Exercise details.
Please rewrite all the records below, replacing every "detect" with "locate" and changing nothing else. Omit the pictures from your answer.

Image region labeling entries:

----

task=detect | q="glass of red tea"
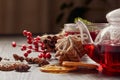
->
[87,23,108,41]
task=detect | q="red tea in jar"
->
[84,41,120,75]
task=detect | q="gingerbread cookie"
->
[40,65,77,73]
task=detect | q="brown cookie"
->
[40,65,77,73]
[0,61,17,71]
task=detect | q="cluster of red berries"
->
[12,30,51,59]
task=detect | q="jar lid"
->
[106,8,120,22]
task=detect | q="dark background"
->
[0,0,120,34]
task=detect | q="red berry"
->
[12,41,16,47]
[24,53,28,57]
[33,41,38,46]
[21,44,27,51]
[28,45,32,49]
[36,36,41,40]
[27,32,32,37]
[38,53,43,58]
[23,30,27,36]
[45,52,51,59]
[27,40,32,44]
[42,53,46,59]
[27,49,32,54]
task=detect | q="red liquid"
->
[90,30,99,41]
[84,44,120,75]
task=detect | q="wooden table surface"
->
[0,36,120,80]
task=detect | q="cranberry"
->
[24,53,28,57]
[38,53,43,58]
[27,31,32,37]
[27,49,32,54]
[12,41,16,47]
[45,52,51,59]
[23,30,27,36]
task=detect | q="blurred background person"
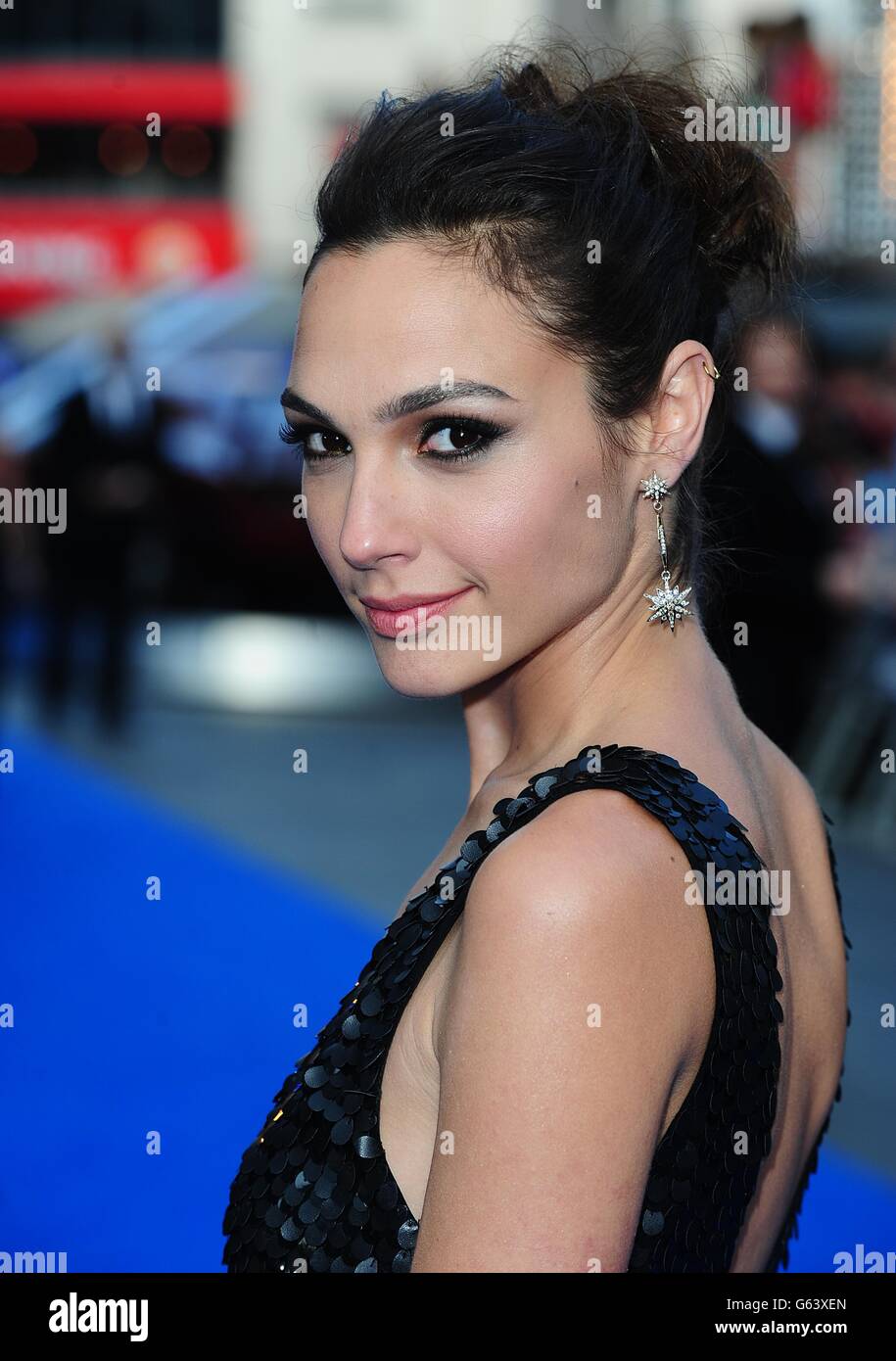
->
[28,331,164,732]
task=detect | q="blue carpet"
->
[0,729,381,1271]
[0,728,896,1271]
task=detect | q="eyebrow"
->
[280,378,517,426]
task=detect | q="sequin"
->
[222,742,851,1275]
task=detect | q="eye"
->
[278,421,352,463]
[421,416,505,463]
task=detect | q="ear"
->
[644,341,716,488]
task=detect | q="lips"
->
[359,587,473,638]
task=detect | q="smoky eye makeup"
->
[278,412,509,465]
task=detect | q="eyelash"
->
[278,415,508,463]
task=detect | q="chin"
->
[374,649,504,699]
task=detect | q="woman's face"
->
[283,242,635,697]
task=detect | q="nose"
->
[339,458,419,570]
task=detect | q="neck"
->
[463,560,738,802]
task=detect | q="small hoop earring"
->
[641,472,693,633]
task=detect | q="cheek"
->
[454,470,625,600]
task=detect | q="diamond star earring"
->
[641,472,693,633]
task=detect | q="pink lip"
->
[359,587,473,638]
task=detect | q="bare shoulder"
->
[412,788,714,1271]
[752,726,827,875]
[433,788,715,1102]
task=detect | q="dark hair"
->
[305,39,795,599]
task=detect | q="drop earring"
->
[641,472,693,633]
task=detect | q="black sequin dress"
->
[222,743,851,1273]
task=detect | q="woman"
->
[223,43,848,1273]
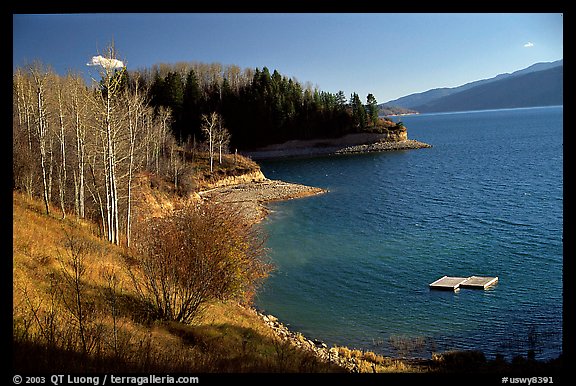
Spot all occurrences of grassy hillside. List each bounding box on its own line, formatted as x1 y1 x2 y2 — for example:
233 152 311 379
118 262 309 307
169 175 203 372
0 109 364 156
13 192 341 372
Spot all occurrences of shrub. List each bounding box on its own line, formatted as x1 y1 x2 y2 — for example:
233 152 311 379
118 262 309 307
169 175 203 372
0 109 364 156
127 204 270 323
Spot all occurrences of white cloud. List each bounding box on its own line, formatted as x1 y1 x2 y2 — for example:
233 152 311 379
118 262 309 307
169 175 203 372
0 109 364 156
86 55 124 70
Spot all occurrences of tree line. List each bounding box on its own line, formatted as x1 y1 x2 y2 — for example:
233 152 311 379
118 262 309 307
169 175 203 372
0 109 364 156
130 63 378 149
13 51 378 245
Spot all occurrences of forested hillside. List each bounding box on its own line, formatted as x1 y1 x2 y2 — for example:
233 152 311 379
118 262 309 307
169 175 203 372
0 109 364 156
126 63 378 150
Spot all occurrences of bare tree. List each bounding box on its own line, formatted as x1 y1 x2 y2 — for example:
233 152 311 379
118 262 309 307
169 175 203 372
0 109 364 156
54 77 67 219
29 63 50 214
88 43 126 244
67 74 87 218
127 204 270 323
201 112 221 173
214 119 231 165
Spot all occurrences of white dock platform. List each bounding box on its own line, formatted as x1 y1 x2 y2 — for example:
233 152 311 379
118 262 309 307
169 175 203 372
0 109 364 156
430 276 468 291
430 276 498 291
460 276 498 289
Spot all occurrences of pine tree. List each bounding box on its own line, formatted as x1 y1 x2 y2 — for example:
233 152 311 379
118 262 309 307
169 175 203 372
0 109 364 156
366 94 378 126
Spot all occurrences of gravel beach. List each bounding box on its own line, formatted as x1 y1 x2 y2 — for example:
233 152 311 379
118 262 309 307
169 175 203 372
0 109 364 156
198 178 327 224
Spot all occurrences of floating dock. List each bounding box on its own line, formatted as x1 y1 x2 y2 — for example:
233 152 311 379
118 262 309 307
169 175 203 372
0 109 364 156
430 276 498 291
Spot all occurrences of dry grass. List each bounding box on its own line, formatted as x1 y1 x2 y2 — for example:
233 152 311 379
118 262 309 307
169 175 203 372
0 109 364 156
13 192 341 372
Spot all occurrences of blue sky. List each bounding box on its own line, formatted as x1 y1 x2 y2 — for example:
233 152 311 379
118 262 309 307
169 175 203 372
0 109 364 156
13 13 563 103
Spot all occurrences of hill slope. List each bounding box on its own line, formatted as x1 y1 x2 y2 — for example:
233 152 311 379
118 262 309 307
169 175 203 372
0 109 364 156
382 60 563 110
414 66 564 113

----

Result of the exercise.
task=locate | q="glass of red tea"
->
[87,23,108,41]
task=locate | q="red tea in jar"
->
[84,41,120,75]
task=locate | q="gingerbread cookie"
->
[40,65,77,73]
task=locate | q="brown cookie"
->
[40,65,77,73]
[0,61,17,71]
task=locate | q="cluster of red berries"
->
[12,30,51,59]
task=locate | q="jar lid"
->
[106,8,120,22]
task=locate | q="dark background"
->
[0,0,120,34]
task=locate | q="red berry"
->
[12,41,16,47]
[24,53,28,57]
[33,41,38,46]
[21,44,27,51]
[28,45,32,49]
[36,36,41,40]
[27,32,32,37]
[38,53,43,58]
[23,30,27,36]
[45,52,51,59]
[27,40,32,44]
[42,53,46,59]
[27,49,32,54]
task=locate | q="red liquid"
->
[90,30,99,41]
[84,44,120,75]
task=locate | q="wooden table surface"
->
[0,36,120,80]
task=locate | q="cranberry"
->
[24,53,28,57]
[38,53,43,58]
[27,31,32,37]
[27,49,32,54]
[12,41,16,47]
[45,52,51,59]
[23,30,27,36]
task=locate | q="blurred background person"
->
[28,331,164,732]
task=locate | q="blue carpet"
->
[0,729,381,1271]
[0,728,896,1271]
task=locate | q="eyebrow"
->
[280,378,517,426]
task=locate | q="sequin"
->
[222,742,851,1275]
task=locate | q="eye"
->
[278,421,352,463]
[421,416,505,463]
task=locate | q="ear"
->
[644,341,716,488]
task=locate | q="lips"
->
[359,587,473,638]
task=locate | q="smoky eye makeup"
->
[278,412,509,465]
task=locate | q="eyelash"
->
[278,415,508,463]
task=locate | q="chin"
->
[374,649,504,699]
task=locate | q="woman's face"
->
[283,242,635,697]
task=locate | q="nose"
->
[339,458,419,570]
task=locate | q="neck"
->
[463,560,738,802]
task=locate | q="small hoop earring"
->
[641,472,693,633]
task=locate | q="cheek"
->
[454,470,625,600]
task=locate | q="diamond star earring"
->
[641,472,693,633]
task=locate | q="pink lip"
->
[359,587,473,638]
task=locate | q="bare shoulder"
->
[412,788,714,1271]
[752,726,827,875]
[433,788,715,1102]
task=locate | q="dark hair"
->
[305,39,795,599]
task=locate | q="drop earring"
->
[641,472,693,633]
task=locate | q="black sequin dress"
->
[222,743,851,1273]
task=locate | q="woman"
->
[223,43,848,1273]
Spot all occurrences of grassy hillside. List each bounding box on its own line, formatted as x1 y1 x2 y2 — for example:
233 152 311 379
118 262 309 307
169 175 203 372
0 109 364 156
13 192 341 372
Spot all occurrences of shrub. List each bounding box on its own line, formatted as x1 y1 x2 y2 — for example:
233 152 311 379
118 262 309 307
169 175 203 372
0 109 364 156
127 204 270 323
Spot all occurrences of white cloud. List each bounding box on its own line, formatted as x1 y1 x2 y2 — for example:
233 152 311 379
118 262 309 307
169 175 203 372
0 109 364 156
86 55 124 70
Spot all occurrences of tree line. List each bounding box on its own line, formatted as x1 y1 x2 y2 — for example:
233 152 311 379
118 262 309 307
169 175 203 372
0 109 364 156
130 63 378 149
13 51 378 245
Spot all occurrences of forested hillside. List each bounding box on its own line, formatted as x1 y1 x2 y2 — for example:
233 152 311 379
118 262 309 307
169 175 203 372
0 109 364 156
126 63 378 150
Spot all occurrences of bare tree. List each bounding box on its own line, formatted as x1 y1 x2 y2 — for example:
233 152 311 379
118 262 309 307
169 175 203 372
0 109 364 156
54 77 67 219
29 63 50 214
88 43 126 244
67 74 87 218
127 204 270 323
201 112 221 173
214 119 231 165
Spot all occurrences of white dock platform. List each bounding box on its own line, formatted as x1 y1 x2 y2 — for example:
233 152 311 379
118 262 309 307
169 175 203 372
0 109 364 156
430 276 468 291
430 276 498 291
460 276 498 289
Spot all occurrences of pine tree. List each bounding box on its own line, formatted as x1 y1 x2 y2 — for example:
233 152 311 379
118 262 309 307
169 175 203 372
0 109 364 156
366 94 378 126
Spot all occurrences of gravel beach. List each bounding box on its own line, formatted as x1 y1 x2 y2 — for example:
233 152 311 379
118 262 309 307
169 175 203 372
0 109 364 156
198 178 327 224
Spot all occurrences of floating dock. List each bounding box on its own line, formatted as x1 y1 x2 y2 — for example:
233 152 311 379
118 262 309 307
169 175 203 372
0 109 364 156
430 276 498 291
Spot all occurrences of dry grass. List each bounding box on its own line, formatted as x1 y1 x2 y2 — for example:
233 152 311 379
118 262 309 307
169 175 203 372
0 109 364 156
13 192 341 372
Spot all occurrences of blue sky. List each bounding box on its own line, formatted as x1 y1 x2 y2 — for example:
233 152 311 379
118 262 309 307
169 175 203 372
0 109 364 156
13 13 563 103
Spot all occurrences of hill slope. List each bounding box on its own line, formatted as x1 y1 x2 y2 — for example:
233 152 311 379
118 262 309 307
169 175 203 372
0 109 364 156
382 60 563 110
414 66 564 113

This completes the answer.